## Exercise objective
Give every action that the DirX Access performance text below says Clumsy can perform on network packets.

## Text

────────

Performance
Introduction
The DirX Access Performance Guide can help the administrators to evaluate their deployment’s performance. This guide first establishes a benchmarking framework, lists used testing tools, and later describes most notable scenarios together with the performance results to be expected depending on respective configuration and environmental parameters.
Testing Tools
The testing tools are chosen with the emphasis on ease of use, enabling replicability of tested scenarios in customer’s environment.
JMeter
Apache JMeter is an application designed to load test functional behavior and measure performance. JMeter enables to export/import the test configuration, hence, the tests set up during the product development phase can be replicated with minor changes (hostnames, etc.) in the target deployment. For its download and more information, please, see Jmeter .
Clumsy
Clumsy is a network emulation tool. It enables to drop, lag, or tamper with the network packets and hereby simulate the product performance in specific network conditions. Clumsy’s simple filtering syntax enables to alter the communication for each product’s communication channel separately generating multiple different testing scenarios. For its download and more information, please, see Clumsy .
Types of Tests
This section generally describes respective types of tests that might be used in the actual tested scenarios.

────────

## Data section
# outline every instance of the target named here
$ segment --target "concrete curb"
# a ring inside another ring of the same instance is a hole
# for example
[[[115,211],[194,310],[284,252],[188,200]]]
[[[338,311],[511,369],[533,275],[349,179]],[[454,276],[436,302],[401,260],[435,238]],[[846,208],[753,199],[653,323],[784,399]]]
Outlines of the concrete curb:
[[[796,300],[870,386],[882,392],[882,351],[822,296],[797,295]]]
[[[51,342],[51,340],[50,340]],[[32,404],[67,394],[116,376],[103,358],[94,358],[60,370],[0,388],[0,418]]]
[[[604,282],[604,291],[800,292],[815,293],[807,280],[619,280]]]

────────

## Answer to the exercise
Drop, lag, and tamper with.